::: DATA SHOWN

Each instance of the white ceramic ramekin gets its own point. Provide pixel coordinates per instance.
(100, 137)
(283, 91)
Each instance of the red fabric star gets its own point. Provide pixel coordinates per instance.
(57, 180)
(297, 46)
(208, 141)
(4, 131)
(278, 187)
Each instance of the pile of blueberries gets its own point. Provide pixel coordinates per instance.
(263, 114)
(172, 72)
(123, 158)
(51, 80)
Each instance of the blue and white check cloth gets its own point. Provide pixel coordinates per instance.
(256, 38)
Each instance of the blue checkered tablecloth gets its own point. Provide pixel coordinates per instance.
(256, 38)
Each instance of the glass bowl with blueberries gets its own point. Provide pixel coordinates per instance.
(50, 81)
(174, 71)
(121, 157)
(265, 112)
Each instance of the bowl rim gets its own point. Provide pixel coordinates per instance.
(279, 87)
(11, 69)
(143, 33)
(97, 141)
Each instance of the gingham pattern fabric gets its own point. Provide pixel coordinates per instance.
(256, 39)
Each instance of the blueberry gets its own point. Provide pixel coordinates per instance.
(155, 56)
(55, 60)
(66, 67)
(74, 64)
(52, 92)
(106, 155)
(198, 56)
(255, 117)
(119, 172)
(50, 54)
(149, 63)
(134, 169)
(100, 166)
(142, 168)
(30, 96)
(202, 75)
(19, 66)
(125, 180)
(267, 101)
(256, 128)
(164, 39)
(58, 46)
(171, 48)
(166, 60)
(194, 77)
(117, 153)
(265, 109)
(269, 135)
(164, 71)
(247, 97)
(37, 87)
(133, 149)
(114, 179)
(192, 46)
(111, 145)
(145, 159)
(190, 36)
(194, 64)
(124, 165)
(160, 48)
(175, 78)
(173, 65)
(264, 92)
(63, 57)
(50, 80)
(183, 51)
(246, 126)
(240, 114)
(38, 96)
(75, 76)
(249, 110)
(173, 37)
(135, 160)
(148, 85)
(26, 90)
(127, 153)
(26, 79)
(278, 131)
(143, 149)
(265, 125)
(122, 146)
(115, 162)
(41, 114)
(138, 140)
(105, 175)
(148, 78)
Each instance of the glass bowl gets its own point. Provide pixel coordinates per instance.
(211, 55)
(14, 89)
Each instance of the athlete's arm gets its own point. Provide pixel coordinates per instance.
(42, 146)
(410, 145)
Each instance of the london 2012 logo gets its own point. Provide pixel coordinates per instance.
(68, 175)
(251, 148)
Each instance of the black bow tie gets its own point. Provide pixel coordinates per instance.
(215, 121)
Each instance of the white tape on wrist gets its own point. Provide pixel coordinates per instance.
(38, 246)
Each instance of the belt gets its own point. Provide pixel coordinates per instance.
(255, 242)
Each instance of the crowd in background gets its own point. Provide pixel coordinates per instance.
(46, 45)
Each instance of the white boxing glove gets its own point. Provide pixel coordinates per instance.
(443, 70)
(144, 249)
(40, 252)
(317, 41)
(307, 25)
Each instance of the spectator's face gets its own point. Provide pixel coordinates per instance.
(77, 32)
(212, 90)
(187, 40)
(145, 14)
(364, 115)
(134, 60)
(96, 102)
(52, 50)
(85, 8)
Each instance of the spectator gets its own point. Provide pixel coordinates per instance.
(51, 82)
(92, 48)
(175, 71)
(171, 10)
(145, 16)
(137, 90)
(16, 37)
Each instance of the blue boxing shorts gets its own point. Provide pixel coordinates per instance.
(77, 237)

::::::

WHAT IS REQUIRED: What's wanted is each line above, transcribed with nothing altered.

REPLY TO THE TASK:
Each instance of the white ceramic ramekin gets its own point. Provide pixel coordinates per instance.
(100, 137)
(283, 91)
Each instance of the red fabric star gets its own point. Provide pixel coordinates per instance.
(57, 180)
(297, 46)
(208, 141)
(4, 131)
(278, 187)
Each instance of the pile of blueberries gets its own point. Provide pixel coordinates per instance.
(263, 114)
(172, 72)
(123, 158)
(51, 80)
Each instance of the blue and white check cloth gets its own point. Provide pixel coordinates per instance.
(256, 38)
Each instance of the blue checkered tablecloth gets its own point. Provide pixel coordinates per instance.
(256, 38)
Each instance of the glass bowl with blueberries gets its own point. Provide pixel coordinates per instance.
(50, 81)
(174, 71)
(121, 157)
(265, 112)
Each instance of the bowl rim gets its own point. Provide pixel coordinates per instance.
(279, 87)
(11, 69)
(143, 33)
(97, 141)
Each instance of the gingham pattern fabric gets its own point. Provide pixel coordinates per instance.
(256, 39)
Each instance of the blueberry gets its own point. Provide pixel coordinates per instance.
(155, 56)
(55, 60)
(66, 67)
(74, 64)
(52, 92)
(106, 155)
(198, 56)
(255, 117)
(119, 172)
(50, 54)
(149, 63)
(134, 169)
(100, 166)
(142, 168)
(30, 96)
(202, 75)
(19, 66)
(125, 180)
(267, 101)
(256, 128)
(164, 39)
(58, 46)
(171, 48)
(166, 60)
(194, 77)
(117, 153)
(265, 109)
(269, 135)
(164, 71)
(247, 97)
(37, 87)
(133, 149)
(114, 179)
(192, 46)
(111, 145)
(145, 159)
(190, 36)
(194, 64)
(124, 165)
(160, 48)
(175, 78)
(173, 65)
(264, 92)
(63, 57)
(50, 80)
(183, 51)
(246, 126)
(240, 114)
(38, 96)
(75, 76)
(249, 110)
(173, 37)
(135, 160)
(148, 85)
(26, 90)
(127, 153)
(26, 79)
(278, 131)
(143, 149)
(265, 125)
(122, 146)
(115, 162)
(41, 114)
(138, 140)
(105, 175)
(148, 78)
Each instance of the glass bowl gets its own point. Provide pixel coordinates per instance.
(211, 55)
(14, 89)
Each instance of the athlete's arm gets its own point. Provide pixel coordinates per instance.
(42, 146)
(410, 145)
Each instance of the london 2012 logo gets its own point. Provide pixel coordinates per instance.
(68, 175)
(251, 148)
Each instance of the black bow tie gets its own point. Provide pixel coordinates per instance.
(215, 121)
Each instance of the white tape on wrist gets its own point. Provide pixel coordinates per instance.
(38, 246)
Each instance of the belt gets its own point. Provide pixel coordinates per instance.
(255, 242)
Each instance of the crowd in background gets its own point. Provide pixel coordinates per instance.
(46, 45)
Each instance of the white boxing glove gets its own point. Provide pixel coordinates per instance.
(443, 70)
(144, 249)
(40, 252)
(317, 41)
(307, 25)
Each instance of the spectator's face gets its own point. Provide pixel coordinates per instance.
(77, 32)
(212, 90)
(187, 40)
(145, 14)
(364, 115)
(134, 60)
(96, 102)
(52, 50)
(85, 8)
Each instance of the spectator gets its own point. Provide pixel coordinates per instance.
(51, 82)
(92, 48)
(175, 71)
(171, 10)
(145, 16)
(137, 90)
(16, 37)
Each instance of the blue boxing shorts gets its own point. Provide pixel coordinates per instance.
(77, 237)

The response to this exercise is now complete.